> [Objective]: Write out only the stretch of the entries below that opens with the line containing "Get the bounding box for crane mast." and closes with the line containing "[253, 585, 631, 772]" as a JSON list of strings, one string per line, with blank lines omitted.

> [Provided records]:
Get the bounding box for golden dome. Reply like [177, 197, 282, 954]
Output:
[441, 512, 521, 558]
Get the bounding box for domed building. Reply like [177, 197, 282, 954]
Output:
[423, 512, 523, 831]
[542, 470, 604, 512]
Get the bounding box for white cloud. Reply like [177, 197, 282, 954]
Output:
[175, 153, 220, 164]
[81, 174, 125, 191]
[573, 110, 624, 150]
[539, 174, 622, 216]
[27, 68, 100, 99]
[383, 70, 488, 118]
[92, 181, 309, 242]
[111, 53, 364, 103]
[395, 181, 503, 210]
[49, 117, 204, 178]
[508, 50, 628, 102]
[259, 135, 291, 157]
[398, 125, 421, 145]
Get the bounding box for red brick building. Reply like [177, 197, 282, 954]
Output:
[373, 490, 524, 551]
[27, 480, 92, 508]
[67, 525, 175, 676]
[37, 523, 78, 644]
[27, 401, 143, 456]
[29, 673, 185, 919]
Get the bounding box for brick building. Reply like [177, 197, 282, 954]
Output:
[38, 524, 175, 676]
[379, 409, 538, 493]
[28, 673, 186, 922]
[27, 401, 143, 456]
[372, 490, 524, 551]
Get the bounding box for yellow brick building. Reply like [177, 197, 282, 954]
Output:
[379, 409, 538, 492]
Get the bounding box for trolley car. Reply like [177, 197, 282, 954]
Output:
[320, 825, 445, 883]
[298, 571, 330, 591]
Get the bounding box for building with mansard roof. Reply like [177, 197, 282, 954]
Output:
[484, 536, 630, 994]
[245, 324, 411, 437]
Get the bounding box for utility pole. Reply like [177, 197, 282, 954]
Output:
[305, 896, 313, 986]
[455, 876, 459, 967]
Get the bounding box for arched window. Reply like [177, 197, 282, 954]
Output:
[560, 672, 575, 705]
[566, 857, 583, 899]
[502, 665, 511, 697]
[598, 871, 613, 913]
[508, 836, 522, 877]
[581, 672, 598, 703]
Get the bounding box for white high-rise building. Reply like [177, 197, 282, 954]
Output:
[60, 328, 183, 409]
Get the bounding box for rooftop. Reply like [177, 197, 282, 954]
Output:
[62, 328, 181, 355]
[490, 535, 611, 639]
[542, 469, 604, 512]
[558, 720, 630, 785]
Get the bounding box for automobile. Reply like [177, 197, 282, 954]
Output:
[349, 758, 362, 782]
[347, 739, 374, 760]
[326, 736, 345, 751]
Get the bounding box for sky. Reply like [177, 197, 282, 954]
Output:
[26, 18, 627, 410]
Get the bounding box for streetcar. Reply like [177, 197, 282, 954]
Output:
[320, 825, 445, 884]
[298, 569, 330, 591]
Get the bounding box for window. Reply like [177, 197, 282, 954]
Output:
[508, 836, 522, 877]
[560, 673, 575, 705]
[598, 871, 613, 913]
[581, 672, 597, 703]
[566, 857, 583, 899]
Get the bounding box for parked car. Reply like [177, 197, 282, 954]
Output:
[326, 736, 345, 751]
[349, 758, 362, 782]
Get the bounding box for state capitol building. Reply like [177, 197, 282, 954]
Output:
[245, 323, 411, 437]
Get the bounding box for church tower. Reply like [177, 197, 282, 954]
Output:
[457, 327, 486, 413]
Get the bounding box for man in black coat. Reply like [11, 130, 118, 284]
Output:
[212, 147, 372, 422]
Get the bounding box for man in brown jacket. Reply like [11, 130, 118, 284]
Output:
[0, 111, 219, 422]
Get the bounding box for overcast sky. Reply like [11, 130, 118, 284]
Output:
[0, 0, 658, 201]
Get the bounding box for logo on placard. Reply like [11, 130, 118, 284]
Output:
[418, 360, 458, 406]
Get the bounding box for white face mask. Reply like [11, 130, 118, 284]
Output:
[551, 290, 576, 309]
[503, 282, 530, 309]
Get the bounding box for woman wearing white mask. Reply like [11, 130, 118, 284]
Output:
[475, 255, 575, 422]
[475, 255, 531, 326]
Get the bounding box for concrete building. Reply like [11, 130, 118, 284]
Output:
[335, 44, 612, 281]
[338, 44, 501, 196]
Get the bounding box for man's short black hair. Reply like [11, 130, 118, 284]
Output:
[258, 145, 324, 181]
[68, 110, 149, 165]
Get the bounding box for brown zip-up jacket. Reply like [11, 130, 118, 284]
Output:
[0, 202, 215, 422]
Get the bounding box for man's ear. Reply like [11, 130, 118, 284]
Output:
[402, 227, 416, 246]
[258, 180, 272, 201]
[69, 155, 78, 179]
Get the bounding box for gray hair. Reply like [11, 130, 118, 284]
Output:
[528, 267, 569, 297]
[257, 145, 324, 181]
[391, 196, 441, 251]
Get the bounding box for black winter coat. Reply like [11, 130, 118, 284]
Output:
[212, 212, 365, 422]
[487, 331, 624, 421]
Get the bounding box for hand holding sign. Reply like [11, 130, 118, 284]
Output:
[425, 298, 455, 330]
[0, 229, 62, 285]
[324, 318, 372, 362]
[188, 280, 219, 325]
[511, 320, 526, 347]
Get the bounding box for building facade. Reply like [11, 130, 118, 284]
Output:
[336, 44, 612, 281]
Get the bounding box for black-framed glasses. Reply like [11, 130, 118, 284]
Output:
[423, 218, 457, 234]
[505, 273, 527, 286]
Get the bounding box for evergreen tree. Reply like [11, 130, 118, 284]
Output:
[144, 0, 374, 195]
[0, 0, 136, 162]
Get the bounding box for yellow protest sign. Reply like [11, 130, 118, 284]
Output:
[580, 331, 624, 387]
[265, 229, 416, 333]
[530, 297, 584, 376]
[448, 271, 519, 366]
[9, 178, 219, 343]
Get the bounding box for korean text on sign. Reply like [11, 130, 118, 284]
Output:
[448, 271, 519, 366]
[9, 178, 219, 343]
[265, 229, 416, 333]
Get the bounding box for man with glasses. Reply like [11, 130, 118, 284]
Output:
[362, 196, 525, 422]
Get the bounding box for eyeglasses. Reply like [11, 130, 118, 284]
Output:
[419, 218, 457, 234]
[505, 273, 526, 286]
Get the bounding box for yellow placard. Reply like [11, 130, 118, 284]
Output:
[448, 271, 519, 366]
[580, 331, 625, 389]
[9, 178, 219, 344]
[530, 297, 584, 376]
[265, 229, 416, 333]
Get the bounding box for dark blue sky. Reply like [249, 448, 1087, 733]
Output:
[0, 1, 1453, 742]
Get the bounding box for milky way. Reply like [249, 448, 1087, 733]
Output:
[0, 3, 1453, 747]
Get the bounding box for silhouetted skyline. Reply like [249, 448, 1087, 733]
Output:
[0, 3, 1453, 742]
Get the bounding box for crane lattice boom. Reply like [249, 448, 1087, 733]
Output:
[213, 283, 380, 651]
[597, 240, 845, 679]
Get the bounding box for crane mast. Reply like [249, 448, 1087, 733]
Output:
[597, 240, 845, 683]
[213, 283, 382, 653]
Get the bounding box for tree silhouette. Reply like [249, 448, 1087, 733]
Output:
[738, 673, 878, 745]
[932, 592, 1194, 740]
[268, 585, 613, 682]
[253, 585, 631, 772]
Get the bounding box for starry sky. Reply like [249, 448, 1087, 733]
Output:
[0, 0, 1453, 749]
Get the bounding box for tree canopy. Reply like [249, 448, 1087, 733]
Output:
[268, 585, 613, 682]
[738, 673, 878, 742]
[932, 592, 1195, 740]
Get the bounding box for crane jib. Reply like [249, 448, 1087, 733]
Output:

> [Task result]:
[
  "Get the bounding box for crane mast. Reply like [249, 448, 1087, 733]",
  "Output:",
  "[597, 240, 845, 683]",
  "[213, 283, 382, 653]",
  "Get the bounding box for tree silhouette. Reply like [249, 448, 1087, 733]",
  "Output:",
  "[738, 673, 878, 745]",
  "[932, 592, 1194, 740]",
  "[268, 585, 613, 682]",
  "[253, 585, 631, 772]"
]